** The problem **
Copy exactly the lines from the "segment --target=small boat" line to the end, both included, and nothing else.

(Stored data)
------

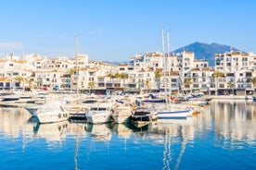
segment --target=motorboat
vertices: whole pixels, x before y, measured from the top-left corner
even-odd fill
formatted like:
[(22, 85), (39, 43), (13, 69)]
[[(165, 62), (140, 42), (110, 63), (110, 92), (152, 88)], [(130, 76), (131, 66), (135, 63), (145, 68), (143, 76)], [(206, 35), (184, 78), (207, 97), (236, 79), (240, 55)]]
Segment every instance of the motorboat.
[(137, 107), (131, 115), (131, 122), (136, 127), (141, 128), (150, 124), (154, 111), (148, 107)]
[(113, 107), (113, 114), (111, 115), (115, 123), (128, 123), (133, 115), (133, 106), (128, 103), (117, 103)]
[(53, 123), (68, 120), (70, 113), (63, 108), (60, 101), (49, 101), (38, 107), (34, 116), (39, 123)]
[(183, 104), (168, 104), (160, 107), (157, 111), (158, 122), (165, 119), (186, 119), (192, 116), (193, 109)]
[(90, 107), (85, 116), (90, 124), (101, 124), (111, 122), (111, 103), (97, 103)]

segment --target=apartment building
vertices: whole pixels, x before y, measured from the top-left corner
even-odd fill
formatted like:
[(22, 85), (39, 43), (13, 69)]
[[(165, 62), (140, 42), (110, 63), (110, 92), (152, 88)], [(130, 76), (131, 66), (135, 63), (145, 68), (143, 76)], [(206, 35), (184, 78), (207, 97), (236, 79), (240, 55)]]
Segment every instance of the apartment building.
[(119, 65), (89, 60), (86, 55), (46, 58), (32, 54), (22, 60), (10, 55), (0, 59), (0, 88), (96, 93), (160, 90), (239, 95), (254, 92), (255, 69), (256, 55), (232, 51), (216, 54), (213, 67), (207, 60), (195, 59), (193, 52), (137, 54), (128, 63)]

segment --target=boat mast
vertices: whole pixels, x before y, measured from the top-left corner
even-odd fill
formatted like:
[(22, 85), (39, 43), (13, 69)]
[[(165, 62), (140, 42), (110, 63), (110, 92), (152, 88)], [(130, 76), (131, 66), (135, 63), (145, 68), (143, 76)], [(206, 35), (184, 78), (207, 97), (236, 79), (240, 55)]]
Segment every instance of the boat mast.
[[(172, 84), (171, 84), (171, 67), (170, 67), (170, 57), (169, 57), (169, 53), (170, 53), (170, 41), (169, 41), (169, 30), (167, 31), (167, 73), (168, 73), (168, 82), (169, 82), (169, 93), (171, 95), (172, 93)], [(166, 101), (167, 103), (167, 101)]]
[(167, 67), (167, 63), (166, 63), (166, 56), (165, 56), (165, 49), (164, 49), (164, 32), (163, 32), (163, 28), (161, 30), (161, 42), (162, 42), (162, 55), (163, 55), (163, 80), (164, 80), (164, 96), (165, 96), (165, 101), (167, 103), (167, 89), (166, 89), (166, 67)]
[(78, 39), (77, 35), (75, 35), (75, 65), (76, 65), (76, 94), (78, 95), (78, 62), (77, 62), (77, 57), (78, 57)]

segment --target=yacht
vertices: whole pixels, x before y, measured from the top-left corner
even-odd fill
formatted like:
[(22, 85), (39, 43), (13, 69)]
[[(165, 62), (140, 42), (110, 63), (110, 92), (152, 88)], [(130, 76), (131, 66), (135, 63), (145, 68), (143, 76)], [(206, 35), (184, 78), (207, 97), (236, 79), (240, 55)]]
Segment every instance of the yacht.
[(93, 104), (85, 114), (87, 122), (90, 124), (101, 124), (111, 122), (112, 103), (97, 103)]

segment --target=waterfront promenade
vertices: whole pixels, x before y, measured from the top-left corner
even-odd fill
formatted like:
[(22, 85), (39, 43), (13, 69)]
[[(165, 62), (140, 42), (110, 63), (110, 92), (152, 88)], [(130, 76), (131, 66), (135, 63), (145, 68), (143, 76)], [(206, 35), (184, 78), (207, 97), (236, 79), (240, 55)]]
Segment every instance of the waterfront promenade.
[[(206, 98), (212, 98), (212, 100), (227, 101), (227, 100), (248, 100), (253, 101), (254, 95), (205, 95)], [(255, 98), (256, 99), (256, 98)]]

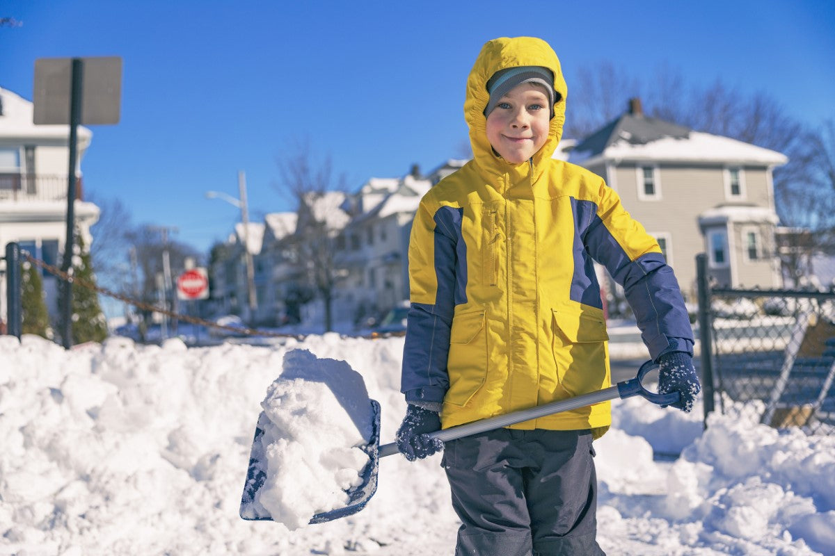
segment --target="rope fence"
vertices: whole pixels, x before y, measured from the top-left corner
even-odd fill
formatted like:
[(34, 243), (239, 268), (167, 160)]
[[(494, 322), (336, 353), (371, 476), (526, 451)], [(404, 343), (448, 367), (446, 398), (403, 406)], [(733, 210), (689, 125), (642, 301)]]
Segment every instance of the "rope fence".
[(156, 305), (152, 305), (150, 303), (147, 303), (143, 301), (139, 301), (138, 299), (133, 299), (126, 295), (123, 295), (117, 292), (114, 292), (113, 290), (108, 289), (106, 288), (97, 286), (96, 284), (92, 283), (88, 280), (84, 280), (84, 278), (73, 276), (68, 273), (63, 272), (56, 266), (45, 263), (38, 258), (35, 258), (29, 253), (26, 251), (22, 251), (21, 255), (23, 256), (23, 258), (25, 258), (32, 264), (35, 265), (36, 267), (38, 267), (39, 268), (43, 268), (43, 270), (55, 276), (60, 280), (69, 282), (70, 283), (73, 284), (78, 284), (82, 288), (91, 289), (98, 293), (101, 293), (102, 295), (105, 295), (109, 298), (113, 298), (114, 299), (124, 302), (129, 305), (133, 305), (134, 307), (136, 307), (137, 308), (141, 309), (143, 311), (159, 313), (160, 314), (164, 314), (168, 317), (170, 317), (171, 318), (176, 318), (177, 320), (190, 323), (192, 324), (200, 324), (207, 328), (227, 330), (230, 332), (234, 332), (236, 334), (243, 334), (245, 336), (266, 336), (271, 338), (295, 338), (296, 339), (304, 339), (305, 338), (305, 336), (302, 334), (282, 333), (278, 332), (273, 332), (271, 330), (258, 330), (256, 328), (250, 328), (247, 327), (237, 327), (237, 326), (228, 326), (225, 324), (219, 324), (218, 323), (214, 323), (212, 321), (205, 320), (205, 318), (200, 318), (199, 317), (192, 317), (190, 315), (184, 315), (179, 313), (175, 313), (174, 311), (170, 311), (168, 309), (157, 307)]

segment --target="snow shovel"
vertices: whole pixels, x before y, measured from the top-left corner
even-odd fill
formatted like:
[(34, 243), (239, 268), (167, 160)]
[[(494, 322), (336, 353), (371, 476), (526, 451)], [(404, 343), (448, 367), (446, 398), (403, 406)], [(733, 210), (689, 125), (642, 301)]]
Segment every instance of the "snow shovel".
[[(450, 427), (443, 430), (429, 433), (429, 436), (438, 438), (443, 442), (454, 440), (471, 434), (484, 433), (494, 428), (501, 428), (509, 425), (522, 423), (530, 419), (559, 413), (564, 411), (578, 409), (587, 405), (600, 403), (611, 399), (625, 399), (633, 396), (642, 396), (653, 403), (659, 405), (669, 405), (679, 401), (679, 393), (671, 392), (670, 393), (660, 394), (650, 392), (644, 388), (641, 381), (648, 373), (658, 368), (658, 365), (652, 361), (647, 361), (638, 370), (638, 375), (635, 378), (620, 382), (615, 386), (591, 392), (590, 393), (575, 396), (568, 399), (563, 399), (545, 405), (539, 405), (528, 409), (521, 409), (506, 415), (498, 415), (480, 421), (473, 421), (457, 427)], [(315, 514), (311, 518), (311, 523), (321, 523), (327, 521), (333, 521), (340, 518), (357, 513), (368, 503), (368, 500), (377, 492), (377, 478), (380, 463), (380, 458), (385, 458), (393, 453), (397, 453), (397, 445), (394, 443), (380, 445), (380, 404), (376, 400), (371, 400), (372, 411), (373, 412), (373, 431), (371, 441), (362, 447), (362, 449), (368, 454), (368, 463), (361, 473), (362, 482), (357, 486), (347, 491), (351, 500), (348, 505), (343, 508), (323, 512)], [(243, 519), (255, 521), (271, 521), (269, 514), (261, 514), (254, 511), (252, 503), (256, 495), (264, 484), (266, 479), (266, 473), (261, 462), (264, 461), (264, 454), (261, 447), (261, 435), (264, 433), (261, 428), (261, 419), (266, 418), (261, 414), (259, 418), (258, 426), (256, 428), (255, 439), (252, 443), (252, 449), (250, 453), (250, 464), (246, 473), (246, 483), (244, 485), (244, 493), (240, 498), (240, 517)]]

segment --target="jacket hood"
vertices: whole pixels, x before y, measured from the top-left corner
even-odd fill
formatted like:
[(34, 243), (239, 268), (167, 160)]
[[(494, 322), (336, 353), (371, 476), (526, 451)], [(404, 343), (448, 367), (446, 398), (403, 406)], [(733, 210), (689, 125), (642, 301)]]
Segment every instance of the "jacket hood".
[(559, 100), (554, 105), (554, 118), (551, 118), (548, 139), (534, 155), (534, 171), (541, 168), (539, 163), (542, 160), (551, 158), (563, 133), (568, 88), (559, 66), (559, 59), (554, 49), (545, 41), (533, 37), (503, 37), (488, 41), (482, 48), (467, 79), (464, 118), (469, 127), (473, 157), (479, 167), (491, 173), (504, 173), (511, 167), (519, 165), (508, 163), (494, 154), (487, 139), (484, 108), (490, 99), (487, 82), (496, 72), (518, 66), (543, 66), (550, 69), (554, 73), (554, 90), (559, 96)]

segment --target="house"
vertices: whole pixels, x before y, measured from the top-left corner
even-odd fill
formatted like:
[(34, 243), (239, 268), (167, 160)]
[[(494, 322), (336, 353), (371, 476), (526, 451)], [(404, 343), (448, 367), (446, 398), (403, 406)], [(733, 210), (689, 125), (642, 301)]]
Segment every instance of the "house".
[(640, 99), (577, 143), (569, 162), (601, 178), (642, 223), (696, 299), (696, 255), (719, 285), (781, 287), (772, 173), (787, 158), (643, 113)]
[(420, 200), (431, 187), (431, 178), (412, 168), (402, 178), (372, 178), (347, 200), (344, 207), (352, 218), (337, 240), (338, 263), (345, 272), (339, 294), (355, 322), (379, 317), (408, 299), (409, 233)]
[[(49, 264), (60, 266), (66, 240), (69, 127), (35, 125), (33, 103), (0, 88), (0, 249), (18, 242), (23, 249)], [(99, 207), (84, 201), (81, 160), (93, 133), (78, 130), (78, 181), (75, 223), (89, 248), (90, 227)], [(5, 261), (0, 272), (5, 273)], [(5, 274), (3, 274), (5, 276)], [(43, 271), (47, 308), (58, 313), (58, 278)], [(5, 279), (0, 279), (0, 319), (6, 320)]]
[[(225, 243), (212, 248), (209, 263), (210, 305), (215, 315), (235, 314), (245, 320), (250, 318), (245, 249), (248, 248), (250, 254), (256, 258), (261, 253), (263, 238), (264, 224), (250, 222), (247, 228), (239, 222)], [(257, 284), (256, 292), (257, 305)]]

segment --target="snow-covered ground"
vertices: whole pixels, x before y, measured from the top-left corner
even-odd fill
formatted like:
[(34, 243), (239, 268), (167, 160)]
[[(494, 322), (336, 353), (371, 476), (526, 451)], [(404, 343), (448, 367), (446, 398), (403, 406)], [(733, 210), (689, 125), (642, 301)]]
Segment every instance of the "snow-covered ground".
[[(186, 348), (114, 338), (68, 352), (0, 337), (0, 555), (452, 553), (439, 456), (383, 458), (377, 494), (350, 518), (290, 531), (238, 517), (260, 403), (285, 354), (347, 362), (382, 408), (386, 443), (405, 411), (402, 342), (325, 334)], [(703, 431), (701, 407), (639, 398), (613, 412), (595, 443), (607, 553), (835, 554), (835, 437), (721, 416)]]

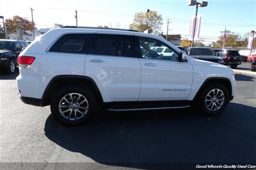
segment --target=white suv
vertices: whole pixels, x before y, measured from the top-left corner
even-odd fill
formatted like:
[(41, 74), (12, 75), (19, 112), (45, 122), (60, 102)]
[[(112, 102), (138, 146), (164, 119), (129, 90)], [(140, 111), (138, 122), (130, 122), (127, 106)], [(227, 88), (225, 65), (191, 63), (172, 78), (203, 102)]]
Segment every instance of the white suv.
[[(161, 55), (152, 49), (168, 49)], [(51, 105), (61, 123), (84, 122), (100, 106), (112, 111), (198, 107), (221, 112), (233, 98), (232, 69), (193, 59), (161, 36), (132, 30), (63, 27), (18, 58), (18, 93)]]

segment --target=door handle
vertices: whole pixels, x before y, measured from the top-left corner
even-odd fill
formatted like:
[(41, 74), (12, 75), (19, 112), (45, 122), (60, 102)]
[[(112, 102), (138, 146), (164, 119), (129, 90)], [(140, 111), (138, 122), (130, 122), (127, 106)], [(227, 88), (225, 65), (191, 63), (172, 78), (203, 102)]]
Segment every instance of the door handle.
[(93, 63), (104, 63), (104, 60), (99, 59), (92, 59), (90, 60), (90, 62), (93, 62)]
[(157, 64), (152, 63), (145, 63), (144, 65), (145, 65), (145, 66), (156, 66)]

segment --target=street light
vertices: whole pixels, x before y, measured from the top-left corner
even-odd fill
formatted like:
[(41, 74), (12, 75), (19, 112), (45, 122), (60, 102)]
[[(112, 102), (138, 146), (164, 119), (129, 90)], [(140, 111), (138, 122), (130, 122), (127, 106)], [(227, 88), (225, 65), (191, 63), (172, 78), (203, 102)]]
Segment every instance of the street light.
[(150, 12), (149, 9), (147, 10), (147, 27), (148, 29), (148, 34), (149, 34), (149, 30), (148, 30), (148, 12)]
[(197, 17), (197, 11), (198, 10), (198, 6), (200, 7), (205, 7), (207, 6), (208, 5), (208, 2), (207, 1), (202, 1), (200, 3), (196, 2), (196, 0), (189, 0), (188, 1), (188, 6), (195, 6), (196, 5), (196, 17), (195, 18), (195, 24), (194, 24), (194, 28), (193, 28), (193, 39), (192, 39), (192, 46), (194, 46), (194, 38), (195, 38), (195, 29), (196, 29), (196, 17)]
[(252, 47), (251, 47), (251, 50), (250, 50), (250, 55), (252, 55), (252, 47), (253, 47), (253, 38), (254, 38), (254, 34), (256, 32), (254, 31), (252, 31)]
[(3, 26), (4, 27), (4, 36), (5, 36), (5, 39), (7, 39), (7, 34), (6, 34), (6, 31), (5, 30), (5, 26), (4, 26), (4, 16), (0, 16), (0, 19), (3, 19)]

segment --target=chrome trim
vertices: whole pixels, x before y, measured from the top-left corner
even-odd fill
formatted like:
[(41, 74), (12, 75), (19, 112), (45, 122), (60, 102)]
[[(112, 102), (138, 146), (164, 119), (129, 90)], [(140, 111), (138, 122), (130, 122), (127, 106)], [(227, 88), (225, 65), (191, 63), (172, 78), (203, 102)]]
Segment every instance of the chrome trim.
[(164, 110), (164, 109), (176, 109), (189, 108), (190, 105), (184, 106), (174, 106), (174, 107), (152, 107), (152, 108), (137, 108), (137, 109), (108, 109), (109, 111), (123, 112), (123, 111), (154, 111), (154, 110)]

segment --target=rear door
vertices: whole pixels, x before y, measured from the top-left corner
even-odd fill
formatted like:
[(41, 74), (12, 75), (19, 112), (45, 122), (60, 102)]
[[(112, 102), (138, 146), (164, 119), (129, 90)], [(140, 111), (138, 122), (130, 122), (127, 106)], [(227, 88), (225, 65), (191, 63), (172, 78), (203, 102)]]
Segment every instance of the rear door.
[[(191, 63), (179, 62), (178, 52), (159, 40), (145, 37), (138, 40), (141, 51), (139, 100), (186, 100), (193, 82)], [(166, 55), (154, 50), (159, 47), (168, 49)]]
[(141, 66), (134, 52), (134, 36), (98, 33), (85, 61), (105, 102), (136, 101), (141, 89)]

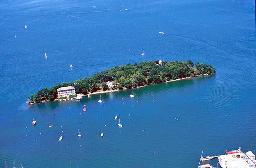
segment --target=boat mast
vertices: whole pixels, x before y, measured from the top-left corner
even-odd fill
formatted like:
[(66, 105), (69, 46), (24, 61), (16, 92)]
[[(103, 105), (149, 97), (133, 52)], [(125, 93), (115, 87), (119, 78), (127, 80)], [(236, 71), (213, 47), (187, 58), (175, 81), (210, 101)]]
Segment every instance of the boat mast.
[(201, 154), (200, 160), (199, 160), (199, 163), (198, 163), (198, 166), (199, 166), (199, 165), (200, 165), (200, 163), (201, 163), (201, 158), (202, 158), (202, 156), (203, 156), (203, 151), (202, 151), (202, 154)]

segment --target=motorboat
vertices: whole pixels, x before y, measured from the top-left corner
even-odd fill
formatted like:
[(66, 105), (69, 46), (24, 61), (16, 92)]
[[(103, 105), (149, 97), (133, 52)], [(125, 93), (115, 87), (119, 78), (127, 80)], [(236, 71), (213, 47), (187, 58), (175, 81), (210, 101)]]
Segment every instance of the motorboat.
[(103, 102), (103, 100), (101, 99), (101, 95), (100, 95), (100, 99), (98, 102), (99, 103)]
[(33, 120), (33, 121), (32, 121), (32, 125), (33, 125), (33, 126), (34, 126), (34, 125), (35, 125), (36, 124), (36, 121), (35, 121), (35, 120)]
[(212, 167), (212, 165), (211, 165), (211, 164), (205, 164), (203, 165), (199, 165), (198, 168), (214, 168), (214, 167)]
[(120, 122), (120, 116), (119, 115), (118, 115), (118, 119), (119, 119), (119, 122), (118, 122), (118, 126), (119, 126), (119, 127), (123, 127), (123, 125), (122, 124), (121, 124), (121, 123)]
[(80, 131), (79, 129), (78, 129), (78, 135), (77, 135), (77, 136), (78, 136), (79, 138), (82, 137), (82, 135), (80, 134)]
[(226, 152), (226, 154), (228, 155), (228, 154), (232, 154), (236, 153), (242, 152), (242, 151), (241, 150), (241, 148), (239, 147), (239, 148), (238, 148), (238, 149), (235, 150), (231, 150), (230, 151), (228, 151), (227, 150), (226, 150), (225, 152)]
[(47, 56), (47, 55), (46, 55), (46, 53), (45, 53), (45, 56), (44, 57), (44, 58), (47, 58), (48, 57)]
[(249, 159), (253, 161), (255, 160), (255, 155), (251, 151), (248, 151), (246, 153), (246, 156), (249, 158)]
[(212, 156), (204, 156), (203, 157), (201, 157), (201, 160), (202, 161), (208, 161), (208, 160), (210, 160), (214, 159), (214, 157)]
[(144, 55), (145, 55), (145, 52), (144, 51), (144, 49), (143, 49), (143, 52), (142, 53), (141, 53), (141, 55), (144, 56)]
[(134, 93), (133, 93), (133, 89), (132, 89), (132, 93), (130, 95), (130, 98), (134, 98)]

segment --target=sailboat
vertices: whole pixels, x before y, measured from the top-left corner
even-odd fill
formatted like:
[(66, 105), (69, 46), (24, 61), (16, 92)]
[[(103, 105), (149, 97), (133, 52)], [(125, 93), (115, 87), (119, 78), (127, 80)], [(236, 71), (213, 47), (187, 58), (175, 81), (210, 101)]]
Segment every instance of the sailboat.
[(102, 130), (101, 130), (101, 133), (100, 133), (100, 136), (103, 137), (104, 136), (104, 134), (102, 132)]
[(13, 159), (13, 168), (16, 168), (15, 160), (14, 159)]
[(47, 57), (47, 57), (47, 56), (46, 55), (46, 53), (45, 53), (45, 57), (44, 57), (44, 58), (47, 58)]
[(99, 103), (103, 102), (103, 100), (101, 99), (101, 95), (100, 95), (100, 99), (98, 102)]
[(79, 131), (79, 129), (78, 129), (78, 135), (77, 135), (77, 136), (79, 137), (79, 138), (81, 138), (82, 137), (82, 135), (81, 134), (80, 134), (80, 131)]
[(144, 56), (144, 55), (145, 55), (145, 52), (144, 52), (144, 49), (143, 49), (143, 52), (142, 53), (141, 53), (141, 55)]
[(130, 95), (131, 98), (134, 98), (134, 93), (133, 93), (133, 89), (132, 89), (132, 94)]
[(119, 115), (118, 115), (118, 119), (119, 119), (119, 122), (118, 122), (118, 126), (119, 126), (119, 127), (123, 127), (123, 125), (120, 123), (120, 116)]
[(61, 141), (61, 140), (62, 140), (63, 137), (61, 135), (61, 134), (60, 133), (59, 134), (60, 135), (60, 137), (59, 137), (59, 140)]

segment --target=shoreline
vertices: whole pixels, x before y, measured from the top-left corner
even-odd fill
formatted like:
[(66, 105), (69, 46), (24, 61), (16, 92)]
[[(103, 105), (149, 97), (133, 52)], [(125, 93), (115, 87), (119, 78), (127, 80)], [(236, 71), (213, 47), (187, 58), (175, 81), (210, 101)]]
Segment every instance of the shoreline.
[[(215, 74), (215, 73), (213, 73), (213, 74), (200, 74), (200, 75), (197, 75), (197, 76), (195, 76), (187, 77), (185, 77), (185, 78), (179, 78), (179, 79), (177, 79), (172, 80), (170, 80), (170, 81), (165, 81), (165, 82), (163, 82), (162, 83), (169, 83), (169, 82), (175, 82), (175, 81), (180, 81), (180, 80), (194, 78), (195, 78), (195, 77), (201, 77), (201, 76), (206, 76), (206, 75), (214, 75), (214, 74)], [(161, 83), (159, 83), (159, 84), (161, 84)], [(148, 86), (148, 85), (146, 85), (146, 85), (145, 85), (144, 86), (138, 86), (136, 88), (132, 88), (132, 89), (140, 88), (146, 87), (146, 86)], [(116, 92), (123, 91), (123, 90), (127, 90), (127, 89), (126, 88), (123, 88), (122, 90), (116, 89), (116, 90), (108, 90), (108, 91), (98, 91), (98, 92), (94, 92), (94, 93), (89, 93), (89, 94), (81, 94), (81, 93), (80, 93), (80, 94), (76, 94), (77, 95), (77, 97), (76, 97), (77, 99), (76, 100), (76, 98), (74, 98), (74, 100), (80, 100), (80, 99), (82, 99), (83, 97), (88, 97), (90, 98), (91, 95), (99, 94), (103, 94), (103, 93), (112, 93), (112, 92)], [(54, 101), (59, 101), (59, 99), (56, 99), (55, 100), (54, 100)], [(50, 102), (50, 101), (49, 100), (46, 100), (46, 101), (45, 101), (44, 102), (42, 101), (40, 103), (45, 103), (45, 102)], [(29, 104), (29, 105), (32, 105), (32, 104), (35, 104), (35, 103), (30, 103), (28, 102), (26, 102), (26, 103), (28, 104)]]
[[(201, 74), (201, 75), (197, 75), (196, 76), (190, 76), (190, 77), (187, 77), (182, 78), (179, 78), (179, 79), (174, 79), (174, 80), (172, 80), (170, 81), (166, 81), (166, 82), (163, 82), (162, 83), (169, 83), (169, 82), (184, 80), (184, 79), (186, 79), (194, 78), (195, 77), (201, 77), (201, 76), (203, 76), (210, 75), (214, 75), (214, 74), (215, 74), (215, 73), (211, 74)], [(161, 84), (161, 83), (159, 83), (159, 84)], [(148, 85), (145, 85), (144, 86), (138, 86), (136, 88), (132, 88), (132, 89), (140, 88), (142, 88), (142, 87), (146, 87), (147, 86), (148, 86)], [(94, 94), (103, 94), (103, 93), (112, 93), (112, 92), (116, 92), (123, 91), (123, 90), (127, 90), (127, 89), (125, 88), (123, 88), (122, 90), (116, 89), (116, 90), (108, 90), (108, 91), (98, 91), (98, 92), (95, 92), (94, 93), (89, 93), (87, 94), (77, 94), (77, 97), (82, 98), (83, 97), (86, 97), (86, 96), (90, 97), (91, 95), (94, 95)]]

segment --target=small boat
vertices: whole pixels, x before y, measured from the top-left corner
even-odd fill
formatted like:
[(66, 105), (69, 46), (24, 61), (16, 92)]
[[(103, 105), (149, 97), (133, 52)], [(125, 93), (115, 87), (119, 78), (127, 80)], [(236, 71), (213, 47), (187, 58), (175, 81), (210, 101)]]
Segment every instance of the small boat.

------

** Result of this task **
segment --target=small boat
vertices: whole pixels, x before y, measured from the top-left corner
even-odd fill
formatted like:
[(66, 105), (69, 46), (24, 61), (16, 92)]
[[(103, 105), (149, 97), (133, 52)], [(125, 93), (115, 87), (119, 78), (127, 80)], [(236, 71), (213, 47), (187, 58), (175, 81), (210, 101)]]
Segment every instance of the small boat.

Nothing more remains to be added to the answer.